_Directives_.
1 – Name every pattern in the comparison table of the guide on distributed transactions in microservices.
2 – Write the next part of the guide on distributed transactions in microservices, picking up after its final line.

_Text to read_.

>>>>>

Once you split a monolith into microservices, database transactions that used to be a simple BEGIN/COMMIT suddenly span multiple services and databases. Distributed transactions are the hardest problem in microservices — and getting them wrong corrupts data. This guide covers the production patterns: sagas, two-phase commit, the outbox pattern, and idempotency.
Distributed Transaction Patterns Compared
| Pattern | How It Works | Consistency | Complexity | Best For |
|---|---|---|---|---|
| Saga (Choreographed) | Each service listens for events and performs its step; emits next event on success | Eventually consistent | Medium | Simple workflows, 2-5 steps, independent services |
| Saga (Orchestrated) | Central orchestrator coordinates each step, handles compensations on failure | Eventually consistent | Medium-High | Complex workflows, 5+ steps, sequential dependencies |
| Two-Phase Commit (2PC) | Coordinator asks all participants "ready?" → all say yes → coordinator says "commit!" | Strong (ACID across services) | High | When strong consistency is required (banking, accounting) |
| Transactional Outbox | Write events to an outbox table in the same DB transaction as the data change | Eventually consistent | Medium | Reliable event publishing (guaranteed delivery) |
| Reservation Pattern | Reserve resources first (hold inventory), confirm or release after payment | Eventually consistent | Low-Medium | Booking systems (flights, hotels, tickets) |
The Outbox Pattern: Guaranteed Event Publishing
-- The problem: you update a database row AND publish an event.

<<<<<

_Available data_.
>>>>>

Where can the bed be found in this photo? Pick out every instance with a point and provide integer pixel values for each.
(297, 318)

<<<<<

_Answers given_.
1 – Saga (Choreographed), Saga (Orchestrated), Two-Phase Commit (2PC), Transactional Outbox, and Reservation Pattern.

2 –
-- If the DB write succeeds but the event publish fails → data inconsistency.
-- If the event publish succeeds but the DB write fails → ghost events.
-- The solution: write BOTH in a single DB transaction using an outbox table.
-- Step 1: Update business data + insert into outbox in ONE transaction
BEGIN;
UPDATE orders SET status = 'confirmed' WHERE id = 123;
INSERT INTO outbox (aggregate_id, event_type, payload)
VALUES (123, 'OrderConfirmed', '{"order_id": 123, "user_id": 456}');
COMMIT;
-- Step 2: Outbox poller reads events, publishes to message broker, deletes
-- Debezium (CDC): reads the outbox changes from WAL, publishes to Kafka
-- Simpler approach: poll the outbox table every 100ms, publish, mark as sent
-- This guarantees: either BOTH the data change and event happen, or NEITHER.
-- It eliminates the dual-write problem entirely.
Idempotency: The Foundation of Reliable Distributed Systems
| Mechanism | How It Works | Best For |
|---|---|---|
| Idempotency Key | Client generates a unique key; server stores (key, result); replay returns cached result | Payment APIs, order creation — any operation that must not duplicate |
| Database Unique Constraint | INSERT ... ON CONFLICT DO NOTHING — duplicate key = safe skip | Event deduplication, exactly-once processing |
| State Machine | Check current state: "if order.status == 'pending' → confirm; else skip" | Workflow steps that should only advance, never replay |
| Request Deduplication (at-least-once → exactly-once) | Store processed message IDs; skip duplicates | Message queue consumers |
Implementing a Simple Orchestrated Saga
# Order fulfillment saga: orchestrator coordinates 3 services
# Each step has a compensating action for rollback
async def fulfill_order(order_id, user_id, amount):
saga_id = generate_saga_id()
# Step 1: Reserve inventory
try:
inventory.reserve(order_id, saga_id)
except Exception:
return failed("Inventory unavailable")
# Step 2: Charge payment
try:
payment_id = payment.charge(user_id, amount, saga_id)
except Exception:
inventory.release(order_id, saga_id) # COMPENSATE step 1
return failed("Payment failed")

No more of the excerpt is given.